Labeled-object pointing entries
#####

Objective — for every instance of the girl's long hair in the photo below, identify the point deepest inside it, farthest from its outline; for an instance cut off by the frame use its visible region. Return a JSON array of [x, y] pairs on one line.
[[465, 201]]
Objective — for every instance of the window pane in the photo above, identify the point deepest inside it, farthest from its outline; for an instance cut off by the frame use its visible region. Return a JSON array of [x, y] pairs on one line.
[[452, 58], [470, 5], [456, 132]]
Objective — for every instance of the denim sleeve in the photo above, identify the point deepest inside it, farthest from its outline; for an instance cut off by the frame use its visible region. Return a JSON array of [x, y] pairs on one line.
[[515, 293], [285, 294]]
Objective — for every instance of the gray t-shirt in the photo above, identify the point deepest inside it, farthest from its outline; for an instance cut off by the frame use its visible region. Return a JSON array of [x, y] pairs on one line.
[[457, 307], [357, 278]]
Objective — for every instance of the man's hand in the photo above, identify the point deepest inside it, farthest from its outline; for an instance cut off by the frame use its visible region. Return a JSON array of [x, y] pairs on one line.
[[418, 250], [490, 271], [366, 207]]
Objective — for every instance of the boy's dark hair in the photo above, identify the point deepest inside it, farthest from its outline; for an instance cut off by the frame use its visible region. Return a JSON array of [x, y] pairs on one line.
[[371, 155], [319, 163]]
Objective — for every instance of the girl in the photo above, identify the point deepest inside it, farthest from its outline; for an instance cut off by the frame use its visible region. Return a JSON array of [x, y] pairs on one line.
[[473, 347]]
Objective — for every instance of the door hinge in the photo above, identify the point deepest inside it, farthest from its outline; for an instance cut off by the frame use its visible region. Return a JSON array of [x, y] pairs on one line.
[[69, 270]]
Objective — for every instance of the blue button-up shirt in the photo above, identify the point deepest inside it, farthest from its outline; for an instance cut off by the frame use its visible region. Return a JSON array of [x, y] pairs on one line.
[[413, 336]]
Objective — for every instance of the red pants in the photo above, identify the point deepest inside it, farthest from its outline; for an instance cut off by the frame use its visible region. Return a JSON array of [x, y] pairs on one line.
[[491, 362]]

#####

> Stated exercise: Could you edit the stretch of data from its start through the line containing "[[515, 293], [285, 294]]", swapping "denim sleeve" for "jacket sleeve", and give back only those lines with nothing else changed?

> Complete output:
Objective — for every instance of the girl's long hair in the photo below, identify the point deepest inside it, farthest from its outline; for an instance cut off by the frame use its visible region. Return a JSON array of [x, y] pairs on one line.
[[465, 201]]
Objective — for every instance of the window pane in the photo above, identify the point deepest inside it, farthest from its outline; for an instance cut off by the frame use its visible region. Return a JSON array of [x, y] pairs on one line.
[[452, 58], [470, 5], [456, 132]]
Objective — for every instance of the jacket sleeve in the photo above, identify the point deepest inside it, farthest from its outline; for an instance cut off by the frame use its visible region. Return a JSON array of [x, y] pairs on one line.
[[515, 293], [285, 294]]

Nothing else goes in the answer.